◆ **TASKS AND EXERCISES**
1. In the post below about journalism and academic citation, what did an Indian TV news station remake?
2. Continue the post below about journalism and academic citation, starting after its final sentence.

--- EXTRACTED TEXT ---

My problem with journalism

I’m a big advocate of anthropologists finding ways to connect with a larger audience, beyond those who read academic journals. (Sometimes I’m not even sure anthropologists read what other anthropologists write.) But then I see something like Guy Deutscher’s NY Times Magazine article “Does Your Language Shape How You Think?” and I find myself wondering if the standards of journalism are just too different from those of academics? There is nothing wrong with Deutscher’s article, which seems to be an excerpt from a longer book he is writing, it is just that it was all too familiar. That’s because I’d read it all before in Lera Boroditsky’s article “How does Language Shape the Way We Think?” as well as her more recent WSJ piece, “Lost in Translation.”

I’m not saying Guy Deutscher plagiarized Lera Boroditsky’s work. What I’m saying is that if this was an academic publication he would have been expected to cite her, but because it is journalism there is no such expectation, and that bugs the hell out of me. Even blog posts are expected to link to sources. Perhaps he does cite her in his book, but again, my point is about the standards of the NY Times. Now it is possible that these are simply common stories told by people in the field, but I find it strange that Boroditsky’s isn’t even mentioned in this article. After all, Newsweek’s article on the topic focused on her research.

Perhaps I’m wrong about this, and even journalists would feel something is amiss here, but I suspect not. It seems quite normal when one newspaper writes a story for other newspapers to go out and find their own reporters to give them the same story, sometimes even interviewing the same sources. In fact, I’ve even been a victim of this. An Indian TV news station went out and remade a short documentary film of ours, but since it was all new footage and interviews, there wasn’t much we could do about it. Nor am I certain that I would expect anything else from journalists if I weren’t an academic. Still, it drives me crazy whenever I see this kind of thing, and so I thought I’d vent. Am I way off base here? Or does this kind of thing bother you as well?

--- ITEMS ---

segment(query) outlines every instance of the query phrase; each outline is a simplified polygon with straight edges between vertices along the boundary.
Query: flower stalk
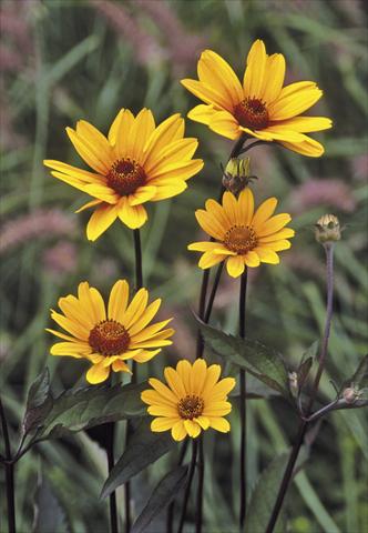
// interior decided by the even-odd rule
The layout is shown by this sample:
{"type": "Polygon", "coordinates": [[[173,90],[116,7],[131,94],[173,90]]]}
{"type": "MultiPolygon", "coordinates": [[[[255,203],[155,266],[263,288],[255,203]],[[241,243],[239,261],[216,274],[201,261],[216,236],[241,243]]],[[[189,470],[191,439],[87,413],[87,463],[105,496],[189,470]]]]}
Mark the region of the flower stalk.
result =
{"type": "Polygon", "coordinates": [[[8,503],[8,531],[9,533],[16,533],[16,502],[14,502],[14,463],[11,461],[11,447],[9,440],[8,423],[6,412],[2,406],[0,398],[0,419],[2,436],[4,442],[6,452],[6,485],[7,485],[7,503],[8,503]]]}
{"type": "Polygon", "coordinates": [[[317,369],[317,374],[313,384],[311,393],[309,396],[309,402],[307,404],[307,410],[305,413],[305,419],[300,421],[298,432],[295,439],[295,443],[284,473],[284,477],[278,490],[277,499],[267,525],[266,533],[273,533],[274,527],[276,525],[279,512],[282,510],[284,499],[286,492],[288,490],[289,483],[293,479],[295,463],[298,459],[305,434],[307,432],[309,420],[308,416],[313,409],[313,405],[316,400],[316,395],[318,392],[318,386],[320,382],[320,378],[324,372],[327,352],[328,352],[328,341],[331,328],[331,320],[333,320],[333,306],[334,306],[334,243],[327,242],[324,244],[325,252],[326,252],[326,276],[327,276],[327,305],[326,305],[326,322],[325,322],[325,330],[321,341],[320,354],[319,354],[319,363],[317,369]]]}
{"type": "MultiPolygon", "coordinates": [[[[241,276],[239,290],[239,335],[245,338],[246,319],[246,289],[247,270],[241,276]]],[[[243,529],[246,519],[246,372],[241,370],[241,502],[239,502],[239,526],[243,529]]]]}

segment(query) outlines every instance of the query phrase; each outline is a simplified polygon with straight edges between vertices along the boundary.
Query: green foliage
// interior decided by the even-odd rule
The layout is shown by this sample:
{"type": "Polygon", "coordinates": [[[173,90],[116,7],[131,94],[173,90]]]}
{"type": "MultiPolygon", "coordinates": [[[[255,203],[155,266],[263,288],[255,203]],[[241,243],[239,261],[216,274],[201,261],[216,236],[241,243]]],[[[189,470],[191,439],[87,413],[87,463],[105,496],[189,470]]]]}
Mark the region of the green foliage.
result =
{"type": "Polygon", "coordinates": [[[258,341],[228,335],[203,322],[200,324],[206,343],[218,355],[289,399],[288,372],[279,353],[258,341]]]}
{"type": "Polygon", "coordinates": [[[123,455],[119,459],[103,485],[101,497],[106,497],[117,486],[126,483],[175,445],[176,442],[170,432],[154,433],[151,431],[151,419],[142,419],[123,455]]]}
{"type": "Polygon", "coordinates": [[[184,489],[187,481],[187,466],[178,466],[168,472],[152,491],[147,504],[143,509],[133,524],[132,533],[143,533],[166,506],[177,496],[184,489]]]}

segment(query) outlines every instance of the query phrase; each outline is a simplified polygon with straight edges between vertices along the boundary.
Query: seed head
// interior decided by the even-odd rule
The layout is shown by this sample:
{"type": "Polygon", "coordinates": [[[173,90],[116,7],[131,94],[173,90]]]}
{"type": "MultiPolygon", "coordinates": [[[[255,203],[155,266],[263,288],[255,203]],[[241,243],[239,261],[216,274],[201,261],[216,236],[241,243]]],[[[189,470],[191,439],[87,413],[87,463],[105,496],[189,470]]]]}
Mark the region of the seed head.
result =
{"type": "Polygon", "coordinates": [[[321,244],[333,243],[341,239],[338,218],[335,214],[324,214],[315,224],[316,240],[321,244]]]}

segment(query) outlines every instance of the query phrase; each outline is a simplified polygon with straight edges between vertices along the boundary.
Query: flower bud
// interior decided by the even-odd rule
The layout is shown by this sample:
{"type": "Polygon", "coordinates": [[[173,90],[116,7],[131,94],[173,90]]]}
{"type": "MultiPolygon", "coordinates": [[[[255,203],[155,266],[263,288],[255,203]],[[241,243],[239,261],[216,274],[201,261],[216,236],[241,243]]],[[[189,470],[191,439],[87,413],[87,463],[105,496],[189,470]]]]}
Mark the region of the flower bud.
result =
{"type": "Polygon", "coordinates": [[[343,398],[347,403],[355,403],[361,396],[359,389],[351,383],[351,386],[347,386],[343,391],[343,398]]]}
{"type": "Polygon", "coordinates": [[[316,240],[321,244],[339,241],[341,238],[340,223],[335,214],[324,214],[315,224],[316,240]]]}
{"type": "Polygon", "coordinates": [[[233,194],[238,194],[245,189],[249,181],[256,179],[255,175],[251,175],[251,159],[229,159],[226,164],[225,172],[223,174],[223,185],[233,194]]]}
{"type": "Polygon", "coordinates": [[[290,391],[294,394],[296,394],[299,390],[299,384],[298,384],[298,374],[296,372],[289,372],[288,373],[288,379],[289,379],[289,385],[290,385],[290,391]]]}

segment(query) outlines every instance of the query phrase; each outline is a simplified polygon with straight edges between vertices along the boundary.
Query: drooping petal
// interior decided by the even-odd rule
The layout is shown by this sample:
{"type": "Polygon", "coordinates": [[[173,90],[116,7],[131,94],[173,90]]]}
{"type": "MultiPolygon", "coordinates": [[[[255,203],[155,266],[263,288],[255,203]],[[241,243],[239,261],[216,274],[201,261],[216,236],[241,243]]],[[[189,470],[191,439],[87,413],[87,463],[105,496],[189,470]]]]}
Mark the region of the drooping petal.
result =
{"type": "Polygon", "coordinates": [[[93,211],[86,225],[86,238],[89,241],[95,241],[104,233],[117,218],[116,205],[102,204],[93,211]]]}

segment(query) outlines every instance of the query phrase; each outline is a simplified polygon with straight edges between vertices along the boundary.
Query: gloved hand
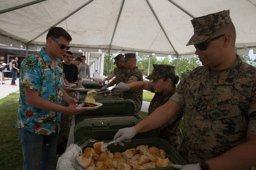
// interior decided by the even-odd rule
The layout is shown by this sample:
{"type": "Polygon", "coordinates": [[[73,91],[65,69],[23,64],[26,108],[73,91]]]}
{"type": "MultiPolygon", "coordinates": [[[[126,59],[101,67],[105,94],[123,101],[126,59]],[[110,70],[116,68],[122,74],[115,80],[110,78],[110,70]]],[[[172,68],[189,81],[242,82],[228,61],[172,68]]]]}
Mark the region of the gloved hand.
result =
{"type": "Polygon", "coordinates": [[[124,144],[122,142],[127,142],[127,140],[134,137],[137,134],[137,132],[133,127],[119,129],[114,137],[114,140],[116,140],[116,142],[115,143],[115,145],[116,146],[117,143],[118,143],[120,145],[124,146],[124,144]]]}
{"type": "Polygon", "coordinates": [[[108,86],[106,85],[104,86],[103,86],[100,89],[100,91],[106,91],[107,90],[107,88],[108,88],[108,86]]]}
{"type": "Polygon", "coordinates": [[[123,82],[120,82],[118,84],[114,87],[115,90],[113,92],[125,92],[130,90],[129,86],[127,84],[125,84],[123,82]]]}
{"type": "Polygon", "coordinates": [[[120,96],[120,94],[119,94],[119,93],[118,92],[112,92],[112,93],[113,93],[113,94],[115,95],[116,96],[120,96]]]}
{"type": "Polygon", "coordinates": [[[187,164],[183,165],[173,164],[172,166],[175,168],[181,170],[201,170],[199,163],[195,164],[187,164]]]}

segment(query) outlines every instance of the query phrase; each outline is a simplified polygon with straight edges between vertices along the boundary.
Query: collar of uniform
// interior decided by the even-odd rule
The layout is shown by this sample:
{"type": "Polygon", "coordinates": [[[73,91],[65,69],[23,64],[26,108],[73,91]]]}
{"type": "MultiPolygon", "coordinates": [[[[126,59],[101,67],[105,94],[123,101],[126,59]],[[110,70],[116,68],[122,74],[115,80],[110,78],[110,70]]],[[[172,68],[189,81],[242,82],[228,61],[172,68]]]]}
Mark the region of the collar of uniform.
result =
{"type": "Polygon", "coordinates": [[[44,50],[44,48],[42,48],[39,52],[42,54],[42,55],[43,56],[43,59],[45,62],[46,62],[51,60],[44,50]]]}
{"type": "Polygon", "coordinates": [[[195,76],[204,84],[207,84],[213,85],[220,84],[233,84],[237,75],[241,68],[243,61],[238,55],[236,55],[237,60],[230,67],[221,73],[220,76],[209,80],[210,68],[203,66],[203,69],[196,74],[195,76]]]}

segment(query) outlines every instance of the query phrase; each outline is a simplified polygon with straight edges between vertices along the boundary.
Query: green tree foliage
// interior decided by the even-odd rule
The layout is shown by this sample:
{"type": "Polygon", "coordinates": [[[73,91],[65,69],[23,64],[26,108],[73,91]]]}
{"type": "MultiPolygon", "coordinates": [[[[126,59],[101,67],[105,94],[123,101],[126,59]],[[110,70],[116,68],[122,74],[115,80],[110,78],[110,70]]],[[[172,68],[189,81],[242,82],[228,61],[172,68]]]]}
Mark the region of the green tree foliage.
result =
{"type": "MultiPolygon", "coordinates": [[[[109,53],[109,75],[113,73],[114,69],[116,65],[114,65],[115,54],[113,53],[109,53]]],[[[105,53],[104,54],[104,66],[103,66],[103,75],[108,76],[108,53],[105,53]]]]}
{"type": "MultiPolygon", "coordinates": [[[[170,65],[175,66],[177,61],[176,58],[174,59],[171,62],[170,65]]],[[[181,78],[181,75],[186,75],[189,73],[195,68],[202,65],[198,59],[179,59],[177,67],[177,75],[179,76],[180,79],[181,78]]]]}
{"type": "Polygon", "coordinates": [[[240,56],[240,57],[242,61],[249,64],[256,66],[256,59],[254,60],[252,60],[248,55],[240,56]]]}

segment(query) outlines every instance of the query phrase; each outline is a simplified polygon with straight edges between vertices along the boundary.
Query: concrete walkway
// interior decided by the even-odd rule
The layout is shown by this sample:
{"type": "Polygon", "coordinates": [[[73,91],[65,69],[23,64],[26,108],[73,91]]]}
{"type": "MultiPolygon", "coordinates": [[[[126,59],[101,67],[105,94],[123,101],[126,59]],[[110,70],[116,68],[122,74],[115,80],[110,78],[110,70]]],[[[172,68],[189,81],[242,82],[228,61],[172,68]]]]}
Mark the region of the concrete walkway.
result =
{"type": "Polygon", "coordinates": [[[7,96],[10,93],[19,91],[19,77],[17,77],[17,80],[15,80],[15,82],[18,85],[17,86],[11,85],[11,78],[9,78],[8,80],[8,77],[5,77],[5,79],[6,81],[3,81],[3,82],[6,84],[5,85],[2,85],[1,83],[0,85],[0,99],[7,96]]]}
{"type": "MultiPolygon", "coordinates": [[[[15,81],[17,86],[12,86],[11,85],[11,79],[10,78],[8,79],[8,77],[5,77],[6,81],[4,81],[6,84],[5,85],[0,85],[0,99],[7,96],[10,93],[19,91],[19,78],[17,77],[17,80],[15,81]]],[[[114,86],[113,86],[114,87],[114,86]]],[[[148,112],[148,107],[150,102],[142,101],[142,106],[140,110],[144,112],[148,112]]]]}

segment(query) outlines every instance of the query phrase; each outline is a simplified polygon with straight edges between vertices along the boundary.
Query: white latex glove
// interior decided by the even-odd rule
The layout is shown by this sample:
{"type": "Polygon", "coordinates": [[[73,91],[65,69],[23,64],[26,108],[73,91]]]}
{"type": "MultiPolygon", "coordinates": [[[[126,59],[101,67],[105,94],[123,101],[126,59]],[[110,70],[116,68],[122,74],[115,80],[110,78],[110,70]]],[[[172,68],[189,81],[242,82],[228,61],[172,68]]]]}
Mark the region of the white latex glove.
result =
{"type": "Polygon", "coordinates": [[[175,168],[181,170],[201,170],[199,163],[195,164],[187,164],[183,165],[173,164],[172,165],[175,168]]]}
{"type": "Polygon", "coordinates": [[[107,90],[107,89],[108,88],[108,86],[106,85],[104,86],[103,86],[100,89],[100,91],[106,91],[107,90]]]}
{"type": "Polygon", "coordinates": [[[120,82],[114,87],[115,90],[113,92],[125,92],[130,90],[130,88],[128,84],[125,84],[123,82],[120,82]]]}
{"type": "Polygon", "coordinates": [[[134,137],[137,134],[133,127],[119,129],[114,137],[114,140],[116,140],[116,142],[115,143],[115,145],[116,146],[117,143],[118,143],[120,145],[124,146],[122,142],[127,142],[127,140],[134,137]]]}
{"type": "Polygon", "coordinates": [[[112,93],[113,93],[113,94],[114,94],[116,96],[119,96],[120,95],[119,93],[117,92],[112,92],[112,93]]]}

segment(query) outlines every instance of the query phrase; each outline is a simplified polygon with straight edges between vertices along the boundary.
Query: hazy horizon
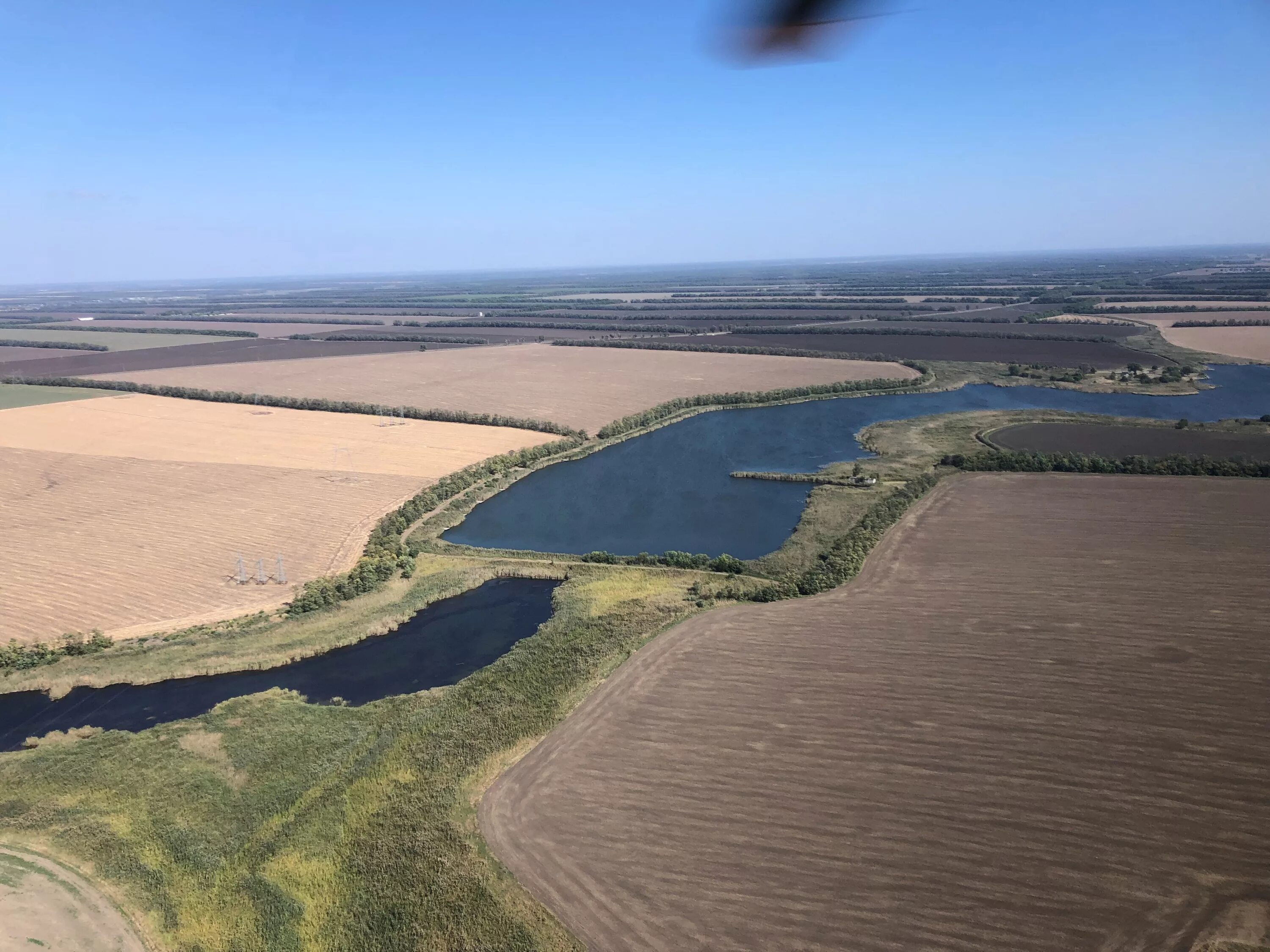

---

◆ **EXPECTED OUTPUTS**
1. It remade a short documentary film of the writer's, using all new footage and interviews.

2.
16 thoughts on “My problem with journalism

  1. I haven’t read Deutscher’s or Boroditsky’s articles, so I can’t comment on that particular situation. As a journalist, though, I can tell you that it does bother me when someone swoops in and writes up a story as if it’s original to him or her when someone else got there first. I’ve been on the receiving end of that a few times, and it’s sort of flattering but mostly irritating, and I try not to do it myself. Most of the journalists I’ve worked with (I’m now at the Chronicle of Higher Ed) feel the same way.

    That said, there’s often some overlap in what journalists do, just because of the way news (and I include intellectual news) bubbles up. If there’s a breaking news event, it’s reasonable to expect several different news outlets to deliver versions of the same story. But if it’s a trend or intellectual current being written about, one ought to give credit to those who spotted it and investigated it first. Some comfort for those who do second or third takes: Often there’s more to add, and the first piece isn’t necessarily the best piece.

    I do know of cases where a couple of writers were on to the same idea at the same time and one just happened to publish first. That’s tricky, because the writer who publishes second may look like s/he is ripping off an idea that was actually original. In those cases, a nod to what’s already been published is still usually a good idea.

    Thanks for an interesting post.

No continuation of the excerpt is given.